**EXERCISE TASK**
Each entry below should be returned exactly as is, with the pictures removed.

········

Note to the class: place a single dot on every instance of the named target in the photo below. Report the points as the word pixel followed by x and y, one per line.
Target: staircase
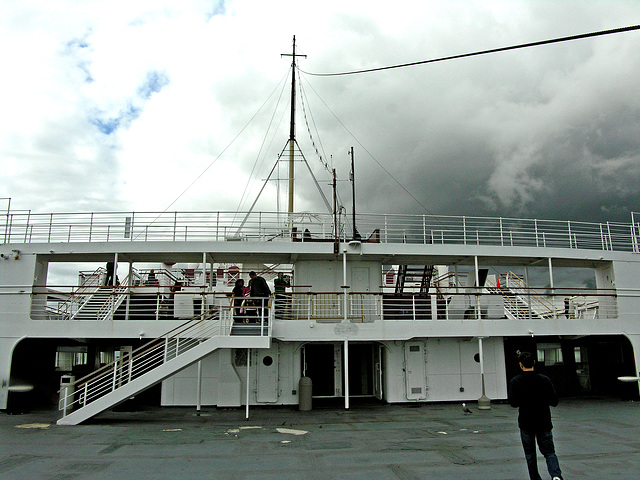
pixel 521 302
pixel 154 362
pixel 410 273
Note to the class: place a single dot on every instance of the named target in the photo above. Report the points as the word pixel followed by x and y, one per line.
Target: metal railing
pixel 157 352
pixel 27 227
pixel 152 304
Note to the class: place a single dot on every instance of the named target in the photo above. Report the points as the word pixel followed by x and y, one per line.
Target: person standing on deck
pixel 260 289
pixel 280 285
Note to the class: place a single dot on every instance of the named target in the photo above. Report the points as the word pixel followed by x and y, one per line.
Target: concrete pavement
pixel 595 439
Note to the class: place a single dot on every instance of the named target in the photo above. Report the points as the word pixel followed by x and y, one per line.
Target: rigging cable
pixel 371 155
pixel 484 52
pixel 221 153
pixel 283 81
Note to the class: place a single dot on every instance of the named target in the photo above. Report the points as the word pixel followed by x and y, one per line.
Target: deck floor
pixel 595 438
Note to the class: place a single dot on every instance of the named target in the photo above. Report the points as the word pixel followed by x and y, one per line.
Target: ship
pixel 367 308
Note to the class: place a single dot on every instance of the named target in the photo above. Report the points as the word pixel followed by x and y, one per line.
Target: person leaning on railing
pixel 261 292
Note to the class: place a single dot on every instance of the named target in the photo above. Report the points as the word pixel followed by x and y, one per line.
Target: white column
pixel 199 388
pixel 346 374
pixel 553 296
pixel 484 403
pixel 248 365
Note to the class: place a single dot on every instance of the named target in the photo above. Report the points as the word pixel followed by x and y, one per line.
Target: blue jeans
pixel 545 443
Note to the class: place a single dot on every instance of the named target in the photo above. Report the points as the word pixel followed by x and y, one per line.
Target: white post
pixel 199 388
pixel 478 312
pixel 344 283
pixel 248 365
pixel 346 374
pixel 553 296
pixel 484 403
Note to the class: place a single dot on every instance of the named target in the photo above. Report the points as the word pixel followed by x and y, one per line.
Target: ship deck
pixel 405 442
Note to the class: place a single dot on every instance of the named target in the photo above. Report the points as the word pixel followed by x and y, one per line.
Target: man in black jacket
pixel 533 393
pixel 260 289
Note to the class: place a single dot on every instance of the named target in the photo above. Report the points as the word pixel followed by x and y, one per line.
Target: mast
pixel 292 122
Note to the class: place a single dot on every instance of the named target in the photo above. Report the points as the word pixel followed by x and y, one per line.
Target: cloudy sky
pixel 154 105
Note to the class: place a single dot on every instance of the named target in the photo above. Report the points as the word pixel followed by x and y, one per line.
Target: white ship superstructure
pixel 419 309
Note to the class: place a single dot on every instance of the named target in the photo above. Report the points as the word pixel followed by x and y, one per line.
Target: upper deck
pixel 135 227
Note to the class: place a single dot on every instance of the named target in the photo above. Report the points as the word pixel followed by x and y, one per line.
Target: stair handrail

········

**ANSWER FOR THE TASK**
Note to the class: place a single dot on every instance of the named target in the photo below. Report the points as the word pixel followed by x and y, one per line.
Target: staircase
pixel 521 302
pixel 154 362
pixel 410 273
Note to the class: place a single dot on every instance of the named target in the photo above. Report the points as the word pixel followed by x and y, one per line.
Target: metal railing
pixel 157 352
pixel 27 227
pixel 152 304
Note to the class: place a single dot on every instance of the named target in the photo above. Report the points as the word pixel followed by x and y, one per line.
Target: person standing on deck
pixel 260 289
pixel 280 285
Note to the class: place a single dot on every instance of the named target in the photo above. Report the points as the word pixel followed by x and y, one per line.
Target: concrete pavement
pixel 595 439
Note to the class: place a single dot on every instance of the named target in the photo above. Report the points as the word pixel followed by x and y, one per line.
Target: rigging cable
pixel 371 155
pixel 484 52
pixel 221 153
pixel 283 81
Note to the class: place a single dot on every instance of the named target in the photo above. Report the points as the word pixel followed by x and y, one per line.
Target: deck floor
pixel 595 438
Note to the class: place a single dot on every instance of the named target in the photo above. Report the points as the word pixel followed by x and y, one per line.
Target: ship
pixel 367 308
Note to the class: place a single dot on every instance of the named target in the photo above. Report the points as the word pixel followed by x and y, one per line.
Target: person leaning on railing
pixel 261 292
Note to the class: place a single dot on every instance of the named target in the photo above. Report the points as the word pixel followed by x and y, one per line.
Target: white column
pixel 199 388
pixel 346 374
pixel 553 296
pixel 484 403
pixel 248 365
Note to the class: place a single dot on every instance of the named target in the photo above. Report the points as the word pixel followed by x and y, one per line.
Target: blue jeans
pixel 545 443
Note to the class: place a single dot on every instance of the named target in the photo above. Report the points as the word pixel followed by x and y, one per line.
Target: white post
pixel 199 388
pixel 478 312
pixel 344 283
pixel 248 365
pixel 346 374
pixel 553 296
pixel 484 403
Note to the class: place a single dot on every instance of the named target in the photo above. Report the points as the word pixel followed by x and y, one per line.
Target: ship deck
pixel 405 442
Note to the class: place a single dot on every instance of the named target in the photo above. Report the points as the word pixel followed by x and y, one per line.
Target: man in black jacket
pixel 533 393
pixel 260 289
Note to the class: place a single dot on every instance of the named target in the photo above. Report the points as the word pixel followed by x and y, one per line.
Target: mast
pixel 292 122
Note to the class: place a single dot on every instance of the named target in the photo above. Report the points as the word pixel followed by x and y, one per line.
Target: cloudy sky
pixel 154 105
Note to the class: place a single dot on every instance of the named target in the photo above. Report the points as the word pixel followed by x and y, one per line.
Target: white ship superstructure
pixel 419 309
Note to the class: place a single dot on every instance of the named target in the photo above. Report the points as the word pixel followed by x and y, one per line.
Target: upper deck
pixel 135 227
Note to the class: place a single dot on every instance of the named target in the photo above. Report the points as the word pixel followed by x and y, one per line.
Target: stair handrail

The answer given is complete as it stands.